[Opening Data provided section]
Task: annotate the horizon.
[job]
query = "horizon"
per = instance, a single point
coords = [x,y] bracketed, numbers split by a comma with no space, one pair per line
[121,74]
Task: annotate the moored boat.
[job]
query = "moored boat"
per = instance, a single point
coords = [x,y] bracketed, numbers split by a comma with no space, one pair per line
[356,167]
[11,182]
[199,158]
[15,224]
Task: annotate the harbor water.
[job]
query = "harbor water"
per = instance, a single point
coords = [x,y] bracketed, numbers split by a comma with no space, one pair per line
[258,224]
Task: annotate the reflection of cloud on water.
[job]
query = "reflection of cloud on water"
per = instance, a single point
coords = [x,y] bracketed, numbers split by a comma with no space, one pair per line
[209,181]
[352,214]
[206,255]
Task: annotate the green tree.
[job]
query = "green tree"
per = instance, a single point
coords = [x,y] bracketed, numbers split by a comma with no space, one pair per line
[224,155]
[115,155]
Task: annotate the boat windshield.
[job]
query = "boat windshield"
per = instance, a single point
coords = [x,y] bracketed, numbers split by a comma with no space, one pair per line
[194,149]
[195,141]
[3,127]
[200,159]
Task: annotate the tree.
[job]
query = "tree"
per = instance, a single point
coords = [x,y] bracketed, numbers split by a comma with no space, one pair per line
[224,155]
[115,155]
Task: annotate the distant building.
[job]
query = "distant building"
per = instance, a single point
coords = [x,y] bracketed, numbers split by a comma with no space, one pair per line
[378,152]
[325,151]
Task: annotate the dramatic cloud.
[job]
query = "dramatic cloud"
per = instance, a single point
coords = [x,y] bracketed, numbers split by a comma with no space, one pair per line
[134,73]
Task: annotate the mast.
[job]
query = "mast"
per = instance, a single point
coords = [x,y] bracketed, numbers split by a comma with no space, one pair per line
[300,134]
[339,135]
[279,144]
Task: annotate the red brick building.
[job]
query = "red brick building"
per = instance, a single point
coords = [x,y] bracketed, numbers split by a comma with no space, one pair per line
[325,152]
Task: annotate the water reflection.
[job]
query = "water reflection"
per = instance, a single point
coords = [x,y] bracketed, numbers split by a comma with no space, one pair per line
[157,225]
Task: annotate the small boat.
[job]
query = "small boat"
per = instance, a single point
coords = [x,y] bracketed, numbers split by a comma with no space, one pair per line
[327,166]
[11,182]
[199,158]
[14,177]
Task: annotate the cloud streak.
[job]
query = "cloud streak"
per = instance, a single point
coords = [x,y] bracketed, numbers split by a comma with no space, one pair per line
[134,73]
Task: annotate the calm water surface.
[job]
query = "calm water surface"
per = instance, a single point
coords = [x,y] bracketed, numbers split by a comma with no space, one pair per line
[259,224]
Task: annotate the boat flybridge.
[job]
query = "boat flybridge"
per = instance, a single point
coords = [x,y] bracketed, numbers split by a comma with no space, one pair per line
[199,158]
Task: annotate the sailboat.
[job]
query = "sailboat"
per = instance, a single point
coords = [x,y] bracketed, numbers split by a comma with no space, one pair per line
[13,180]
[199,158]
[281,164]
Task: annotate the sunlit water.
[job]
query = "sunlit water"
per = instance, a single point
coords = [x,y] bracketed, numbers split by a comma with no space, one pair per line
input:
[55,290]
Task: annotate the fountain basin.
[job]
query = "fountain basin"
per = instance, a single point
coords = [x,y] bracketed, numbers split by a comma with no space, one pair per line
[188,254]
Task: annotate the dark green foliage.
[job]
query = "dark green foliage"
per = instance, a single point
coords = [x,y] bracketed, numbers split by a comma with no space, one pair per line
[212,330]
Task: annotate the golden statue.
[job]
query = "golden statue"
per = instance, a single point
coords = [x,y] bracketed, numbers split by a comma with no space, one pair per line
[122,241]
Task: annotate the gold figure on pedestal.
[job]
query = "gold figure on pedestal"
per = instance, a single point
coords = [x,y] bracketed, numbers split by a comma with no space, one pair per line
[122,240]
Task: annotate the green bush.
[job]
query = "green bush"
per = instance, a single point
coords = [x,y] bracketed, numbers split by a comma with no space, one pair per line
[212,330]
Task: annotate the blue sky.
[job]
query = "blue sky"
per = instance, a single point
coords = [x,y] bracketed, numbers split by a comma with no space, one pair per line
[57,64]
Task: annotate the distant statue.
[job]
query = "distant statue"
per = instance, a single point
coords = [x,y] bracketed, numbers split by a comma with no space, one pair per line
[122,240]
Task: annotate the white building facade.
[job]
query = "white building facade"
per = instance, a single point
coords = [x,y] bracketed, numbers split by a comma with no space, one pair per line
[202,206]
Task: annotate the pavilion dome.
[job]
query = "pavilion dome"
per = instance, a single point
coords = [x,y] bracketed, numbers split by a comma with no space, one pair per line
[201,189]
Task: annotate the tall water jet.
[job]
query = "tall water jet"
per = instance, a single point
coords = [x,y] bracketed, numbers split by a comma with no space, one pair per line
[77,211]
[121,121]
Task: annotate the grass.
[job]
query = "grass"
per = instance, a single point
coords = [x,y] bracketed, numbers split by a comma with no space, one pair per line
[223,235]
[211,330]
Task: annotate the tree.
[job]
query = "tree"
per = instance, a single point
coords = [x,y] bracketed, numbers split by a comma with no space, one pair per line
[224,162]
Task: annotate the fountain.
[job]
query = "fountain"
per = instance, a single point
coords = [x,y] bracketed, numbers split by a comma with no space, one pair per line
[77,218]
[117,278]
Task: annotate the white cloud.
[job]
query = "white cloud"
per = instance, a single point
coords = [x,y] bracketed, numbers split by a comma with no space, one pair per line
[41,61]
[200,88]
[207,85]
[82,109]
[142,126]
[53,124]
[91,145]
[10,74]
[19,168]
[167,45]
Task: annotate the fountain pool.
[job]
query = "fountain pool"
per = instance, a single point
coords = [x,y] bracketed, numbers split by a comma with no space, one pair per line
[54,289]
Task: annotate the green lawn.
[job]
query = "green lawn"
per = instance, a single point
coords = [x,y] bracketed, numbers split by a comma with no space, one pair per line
[Closing Data provided section]
> Assignment
Whichever lines of the data include the word "streak", pull them out.

> Response to the task
Task: annotate the cloud streak.
query = "cloud streak"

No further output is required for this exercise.